Task requirements:
From the passage on the 9th Virginia Cavalry Regiment below, list every brigade in which the regiment served.

Extract provided:
The 9th Virginia Cavalry Regiment was a cavalry regiment raised in Virginia for service in the Confederate States Army during the American Civil War. It fought mostly with the Army of Northern Virginia.

History
Virginia’s 9th Cavalry Regiment was formed in January, 1862, using John E. Johnson's eight company 1st Battalion, Virginia Cavalry ("Lee's Legion") as its nucleus. These companies and the two added were from the counties of Stafford, Caroline, Westmoreland, Lancaster, Essex, Spotsylvania, Lunenburg, King William, King George, and Richmond.

The unit served in W.H.F. Lee's, Chambliss', and Beale's Brigade, Army of Northern Virginia. It fought in the Seven Days' Battles and the conflicts at Gainesville, Second Manassas, Sharpsburg, Fredericksburg, Dumfries, Rapidan Station, Brandy Station, Upperville, Hanover, Gettysburg, Williamsport, Funkstown, and Culpeper Court House. The 9th went on to fight at Bristoe, Mine Run, The Wilderness, and Todd's Tavern. Later it skirmished around Richmond and Petersburg, then was active in the Appomattox operations.

Data records:

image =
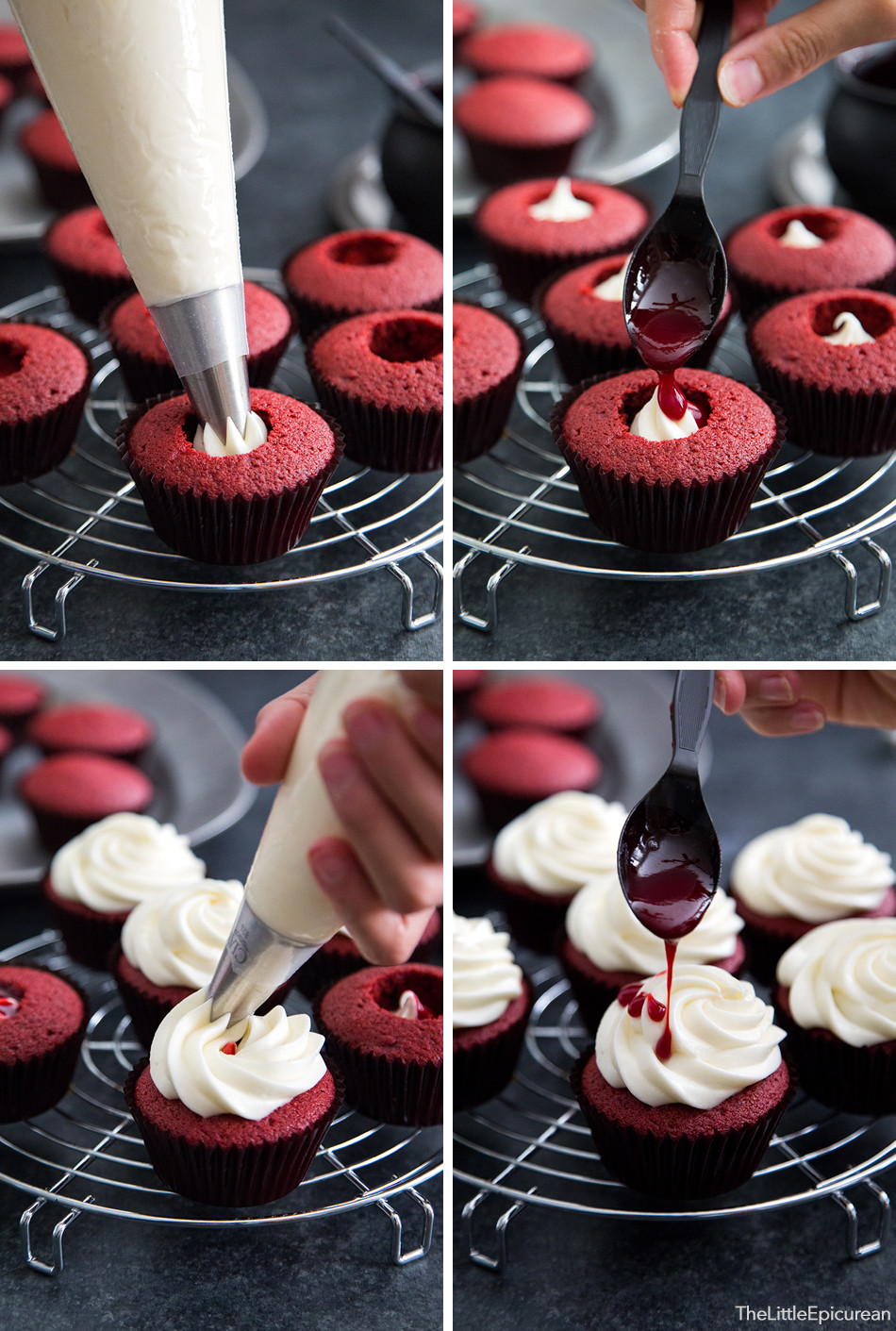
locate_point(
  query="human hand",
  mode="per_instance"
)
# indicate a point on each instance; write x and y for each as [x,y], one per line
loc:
[385,781]
[792,702]
[763,58]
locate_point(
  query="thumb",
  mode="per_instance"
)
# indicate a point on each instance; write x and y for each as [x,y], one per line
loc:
[785,52]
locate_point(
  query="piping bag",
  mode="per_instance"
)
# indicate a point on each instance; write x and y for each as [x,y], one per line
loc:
[141,91]
[285,917]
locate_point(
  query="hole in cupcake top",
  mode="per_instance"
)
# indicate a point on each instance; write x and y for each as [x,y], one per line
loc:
[365,250]
[407,340]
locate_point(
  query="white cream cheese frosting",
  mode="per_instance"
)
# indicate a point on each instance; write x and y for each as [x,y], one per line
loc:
[560,842]
[724,1039]
[847,332]
[177,938]
[798,236]
[841,977]
[485,977]
[817,870]
[560,205]
[602,925]
[122,860]
[277,1058]
[653,424]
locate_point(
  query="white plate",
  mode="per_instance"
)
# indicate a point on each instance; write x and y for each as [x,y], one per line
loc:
[193,760]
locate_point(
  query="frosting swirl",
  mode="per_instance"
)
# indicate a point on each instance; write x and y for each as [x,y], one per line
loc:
[485,977]
[560,842]
[123,858]
[814,871]
[723,1040]
[841,977]
[277,1058]
[604,926]
[177,938]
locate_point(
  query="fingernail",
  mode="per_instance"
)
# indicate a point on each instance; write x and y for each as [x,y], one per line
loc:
[740,81]
[775,689]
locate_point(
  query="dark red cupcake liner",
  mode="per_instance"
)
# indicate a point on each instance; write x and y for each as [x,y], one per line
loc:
[229,1175]
[663,519]
[225,531]
[32,447]
[688,1168]
[33,1085]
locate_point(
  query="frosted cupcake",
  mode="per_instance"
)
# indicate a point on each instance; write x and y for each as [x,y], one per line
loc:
[791,878]
[696,1123]
[101,874]
[605,946]
[490,1006]
[837,993]
[542,858]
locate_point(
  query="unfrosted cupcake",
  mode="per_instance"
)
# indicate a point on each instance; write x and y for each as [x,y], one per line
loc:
[490,1003]
[546,855]
[232,1116]
[791,878]
[698,1123]
[97,878]
[837,994]
[604,946]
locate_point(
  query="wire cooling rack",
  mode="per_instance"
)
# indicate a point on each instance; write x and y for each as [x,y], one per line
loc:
[87,519]
[531,1146]
[87,1156]
[518,505]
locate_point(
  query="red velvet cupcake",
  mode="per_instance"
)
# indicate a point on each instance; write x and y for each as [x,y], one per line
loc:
[488,358]
[673,495]
[44,384]
[515,768]
[830,359]
[540,49]
[87,261]
[92,728]
[145,365]
[391,1062]
[68,792]
[518,126]
[854,250]
[381,375]
[42,1020]
[529,246]
[44,142]
[359,272]
[230,510]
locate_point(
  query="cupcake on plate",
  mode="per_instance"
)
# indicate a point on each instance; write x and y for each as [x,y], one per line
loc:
[830,359]
[384,1029]
[543,857]
[698,1123]
[359,272]
[87,261]
[604,946]
[805,249]
[515,126]
[146,368]
[538,227]
[42,1020]
[381,375]
[230,506]
[837,996]
[99,877]
[232,1116]
[488,357]
[42,389]
[659,485]
[791,878]
[515,768]
[490,1003]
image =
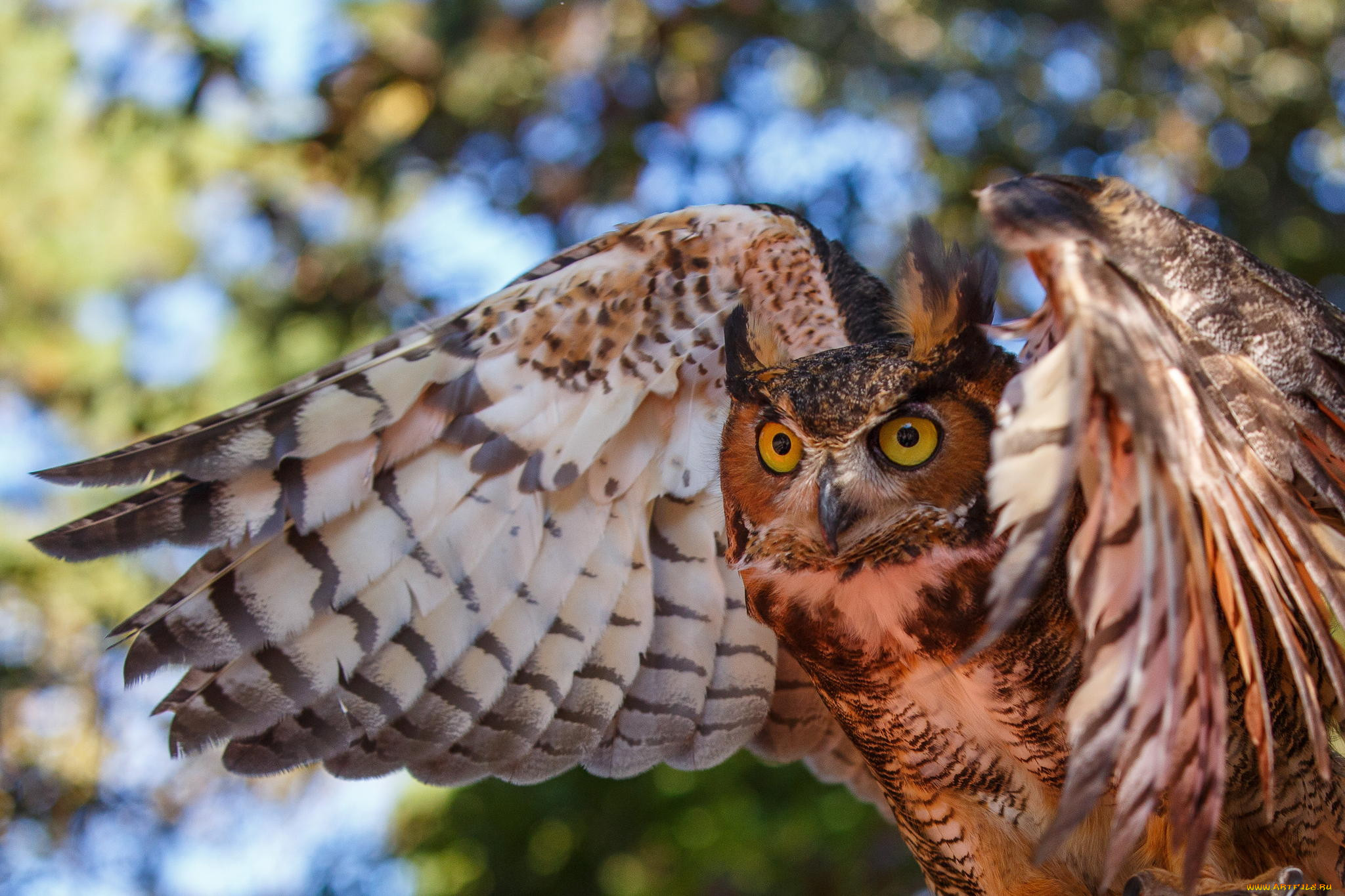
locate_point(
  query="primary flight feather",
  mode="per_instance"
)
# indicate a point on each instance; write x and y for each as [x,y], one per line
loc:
[1070,621]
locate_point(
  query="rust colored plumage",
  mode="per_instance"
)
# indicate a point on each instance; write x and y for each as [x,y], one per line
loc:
[1067,614]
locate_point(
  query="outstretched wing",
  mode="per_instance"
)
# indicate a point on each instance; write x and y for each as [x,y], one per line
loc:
[1193,396]
[485,545]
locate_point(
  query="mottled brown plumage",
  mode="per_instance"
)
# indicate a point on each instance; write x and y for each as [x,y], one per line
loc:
[1069,620]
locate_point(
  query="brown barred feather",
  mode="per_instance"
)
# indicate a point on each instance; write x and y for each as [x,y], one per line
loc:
[1199,358]
[449,551]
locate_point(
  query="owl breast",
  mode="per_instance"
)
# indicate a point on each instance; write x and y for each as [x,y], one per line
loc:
[970,752]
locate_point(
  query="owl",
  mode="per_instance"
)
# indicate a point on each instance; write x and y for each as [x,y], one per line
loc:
[704,484]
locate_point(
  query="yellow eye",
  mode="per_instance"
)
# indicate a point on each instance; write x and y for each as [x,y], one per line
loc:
[779,448]
[908,441]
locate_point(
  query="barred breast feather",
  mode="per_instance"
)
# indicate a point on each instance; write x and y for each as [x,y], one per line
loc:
[1193,398]
[487,545]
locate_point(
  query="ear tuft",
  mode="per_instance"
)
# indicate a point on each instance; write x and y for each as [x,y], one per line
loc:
[751,345]
[943,291]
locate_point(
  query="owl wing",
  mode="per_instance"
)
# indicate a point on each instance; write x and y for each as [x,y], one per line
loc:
[1193,396]
[487,544]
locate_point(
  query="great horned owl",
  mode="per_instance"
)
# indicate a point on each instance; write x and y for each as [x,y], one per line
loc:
[1070,621]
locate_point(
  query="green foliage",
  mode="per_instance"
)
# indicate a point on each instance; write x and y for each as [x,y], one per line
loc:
[1234,109]
[741,828]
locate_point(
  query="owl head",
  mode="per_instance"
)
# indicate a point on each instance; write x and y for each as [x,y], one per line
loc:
[873,453]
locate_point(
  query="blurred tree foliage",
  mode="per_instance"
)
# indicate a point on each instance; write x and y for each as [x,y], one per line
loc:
[201,199]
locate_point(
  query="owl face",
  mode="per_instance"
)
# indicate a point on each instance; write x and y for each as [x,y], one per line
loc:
[860,454]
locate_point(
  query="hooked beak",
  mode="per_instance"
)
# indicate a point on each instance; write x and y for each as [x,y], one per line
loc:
[834,515]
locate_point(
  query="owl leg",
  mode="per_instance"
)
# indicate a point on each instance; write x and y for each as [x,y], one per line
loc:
[1156,882]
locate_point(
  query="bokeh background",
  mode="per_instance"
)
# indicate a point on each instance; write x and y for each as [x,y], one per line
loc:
[204,198]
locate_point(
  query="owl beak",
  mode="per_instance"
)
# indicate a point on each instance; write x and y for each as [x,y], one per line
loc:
[834,513]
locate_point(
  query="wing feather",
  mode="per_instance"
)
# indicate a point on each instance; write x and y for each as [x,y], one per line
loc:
[485,545]
[1192,398]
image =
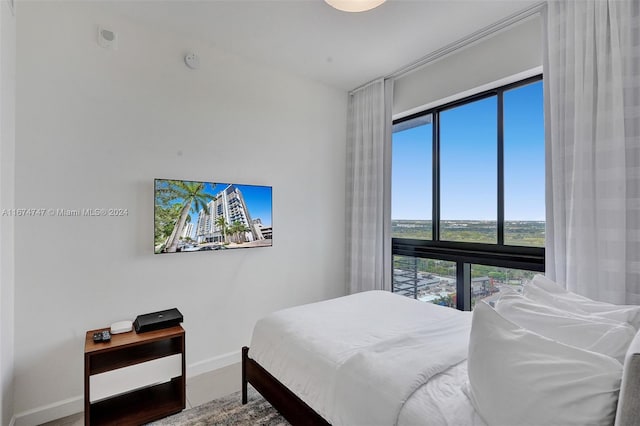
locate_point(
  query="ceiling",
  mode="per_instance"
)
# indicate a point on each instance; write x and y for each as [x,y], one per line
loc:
[311,39]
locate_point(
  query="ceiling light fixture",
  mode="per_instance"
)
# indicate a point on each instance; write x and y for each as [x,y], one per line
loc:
[354,5]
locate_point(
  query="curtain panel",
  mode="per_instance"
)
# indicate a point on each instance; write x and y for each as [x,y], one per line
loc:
[368,188]
[592,95]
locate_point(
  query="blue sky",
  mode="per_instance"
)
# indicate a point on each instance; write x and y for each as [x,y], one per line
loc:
[257,198]
[468,145]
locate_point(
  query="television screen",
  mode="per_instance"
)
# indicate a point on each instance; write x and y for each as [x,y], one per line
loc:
[199,216]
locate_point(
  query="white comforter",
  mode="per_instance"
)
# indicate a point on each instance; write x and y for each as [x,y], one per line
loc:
[358,359]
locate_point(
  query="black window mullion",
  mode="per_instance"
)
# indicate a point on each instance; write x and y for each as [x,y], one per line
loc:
[435,191]
[500,124]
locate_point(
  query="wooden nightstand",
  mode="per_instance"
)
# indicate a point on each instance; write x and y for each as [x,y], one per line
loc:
[140,405]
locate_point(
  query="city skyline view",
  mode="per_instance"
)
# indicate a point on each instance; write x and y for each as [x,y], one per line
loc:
[195,216]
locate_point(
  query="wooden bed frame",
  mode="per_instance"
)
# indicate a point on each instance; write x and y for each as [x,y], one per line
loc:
[292,408]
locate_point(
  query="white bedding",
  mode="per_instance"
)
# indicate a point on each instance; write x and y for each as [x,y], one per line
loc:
[442,401]
[367,358]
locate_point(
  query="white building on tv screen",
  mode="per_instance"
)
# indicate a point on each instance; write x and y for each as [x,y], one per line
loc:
[230,205]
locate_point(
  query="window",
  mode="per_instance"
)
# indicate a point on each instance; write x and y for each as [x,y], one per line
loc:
[468,196]
[428,280]
[468,178]
[411,178]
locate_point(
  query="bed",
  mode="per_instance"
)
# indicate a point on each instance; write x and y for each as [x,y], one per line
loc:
[378,358]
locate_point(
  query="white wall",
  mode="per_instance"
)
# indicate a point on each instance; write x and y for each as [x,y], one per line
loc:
[94,127]
[7,182]
[513,50]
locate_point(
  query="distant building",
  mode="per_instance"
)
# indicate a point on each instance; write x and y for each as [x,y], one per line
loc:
[230,205]
[187,232]
[263,232]
[482,286]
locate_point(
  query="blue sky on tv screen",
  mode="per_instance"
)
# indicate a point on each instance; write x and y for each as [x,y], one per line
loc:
[257,198]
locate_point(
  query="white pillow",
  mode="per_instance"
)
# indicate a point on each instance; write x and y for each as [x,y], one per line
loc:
[517,377]
[554,295]
[591,333]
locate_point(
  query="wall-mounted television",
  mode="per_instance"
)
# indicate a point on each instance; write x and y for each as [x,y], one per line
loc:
[201,216]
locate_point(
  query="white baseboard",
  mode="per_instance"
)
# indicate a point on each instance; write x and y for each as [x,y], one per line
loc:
[50,412]
[215,363]
[68,407]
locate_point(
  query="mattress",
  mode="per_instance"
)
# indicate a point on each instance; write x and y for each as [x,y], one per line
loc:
[373,352]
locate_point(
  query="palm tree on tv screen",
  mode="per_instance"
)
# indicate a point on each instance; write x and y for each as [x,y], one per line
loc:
[222,224]
[193,198]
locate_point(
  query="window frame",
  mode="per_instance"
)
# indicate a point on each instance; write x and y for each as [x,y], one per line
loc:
[467,253]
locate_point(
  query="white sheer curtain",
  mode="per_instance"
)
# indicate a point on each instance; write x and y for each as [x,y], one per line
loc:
[368,187]
[592,79]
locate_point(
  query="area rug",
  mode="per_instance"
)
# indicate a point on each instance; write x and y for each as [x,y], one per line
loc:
[228,411]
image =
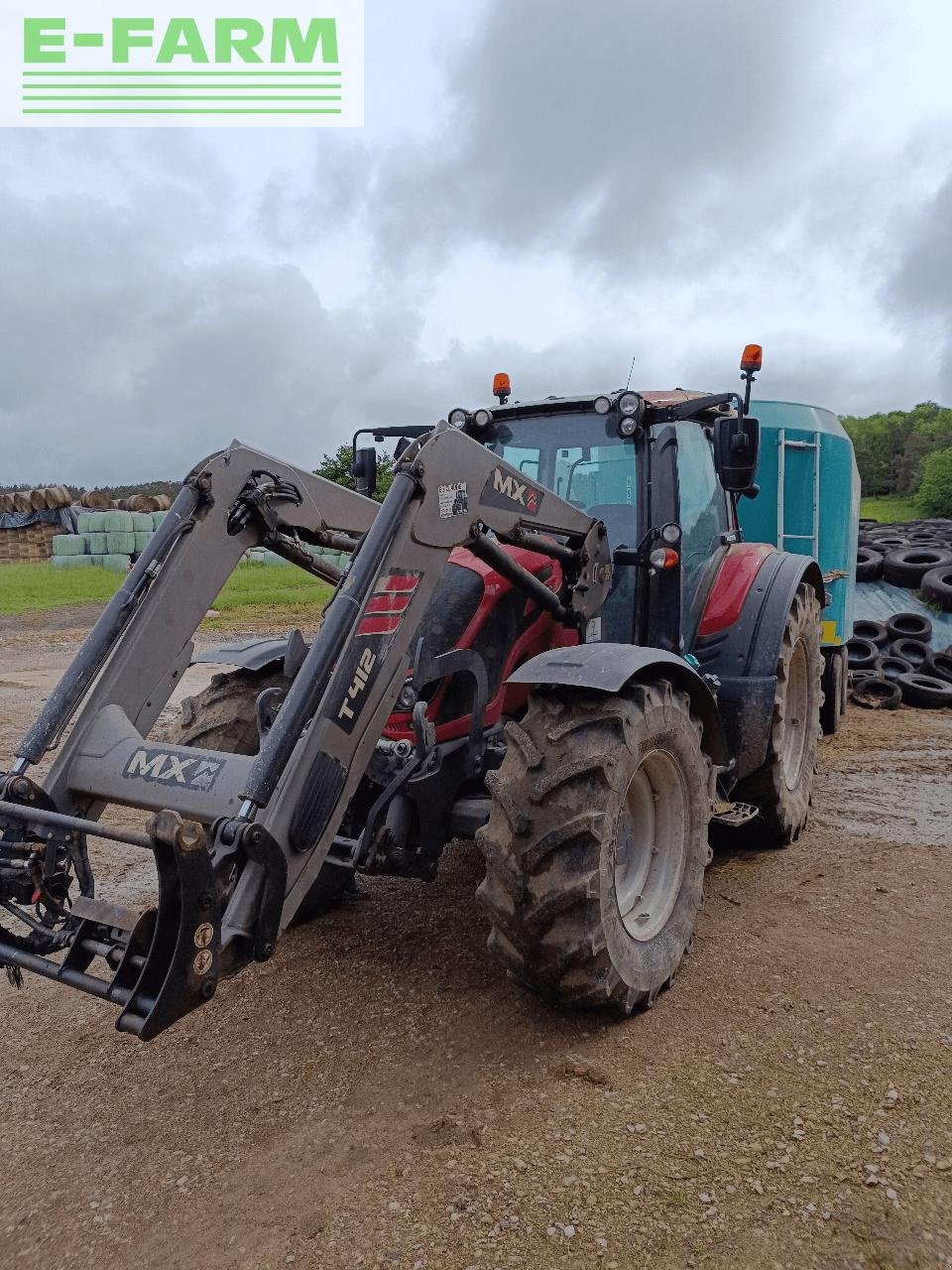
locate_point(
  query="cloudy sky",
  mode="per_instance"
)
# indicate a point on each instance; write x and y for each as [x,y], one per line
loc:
[543,187]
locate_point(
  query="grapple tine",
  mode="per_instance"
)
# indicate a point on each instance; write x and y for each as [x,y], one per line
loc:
[180,970]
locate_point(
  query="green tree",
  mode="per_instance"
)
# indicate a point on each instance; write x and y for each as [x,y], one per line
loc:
[336,467]
[890,447]
[934,497]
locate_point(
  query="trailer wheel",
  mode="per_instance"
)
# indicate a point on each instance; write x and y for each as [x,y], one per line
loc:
[222,716]
[832,708]
[782,790]
[597,844]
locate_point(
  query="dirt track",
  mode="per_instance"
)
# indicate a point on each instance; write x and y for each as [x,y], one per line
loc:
[380,1093]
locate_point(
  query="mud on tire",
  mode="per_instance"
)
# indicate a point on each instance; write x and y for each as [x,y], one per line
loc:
[598,798]
[783,788]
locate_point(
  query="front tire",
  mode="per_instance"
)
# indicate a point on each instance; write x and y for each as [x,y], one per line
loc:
[597,844]
[783,789]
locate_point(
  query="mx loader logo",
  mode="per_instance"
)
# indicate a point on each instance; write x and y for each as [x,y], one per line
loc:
[503,489]
[163,767]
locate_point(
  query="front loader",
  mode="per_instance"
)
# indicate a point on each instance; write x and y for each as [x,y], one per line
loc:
[548,636]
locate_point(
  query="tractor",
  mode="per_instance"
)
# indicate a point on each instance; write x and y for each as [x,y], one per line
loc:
[549,636]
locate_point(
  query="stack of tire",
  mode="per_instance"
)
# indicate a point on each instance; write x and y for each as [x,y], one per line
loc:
[109,540]
[892,663]
[911,554]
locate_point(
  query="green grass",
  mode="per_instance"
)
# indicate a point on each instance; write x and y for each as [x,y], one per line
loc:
[888,511]
[253,589]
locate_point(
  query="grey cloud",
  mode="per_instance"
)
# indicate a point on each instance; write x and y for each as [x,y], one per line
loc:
[624,134]
[919,291]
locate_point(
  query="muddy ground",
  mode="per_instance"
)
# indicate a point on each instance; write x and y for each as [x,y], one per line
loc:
[381,1095]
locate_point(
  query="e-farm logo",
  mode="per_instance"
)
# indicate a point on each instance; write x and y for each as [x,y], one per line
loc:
[108,63]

Reply to the exercise:
W.H.F. Lee's Brigade, Chambliss' Brigade, Beale's Brigade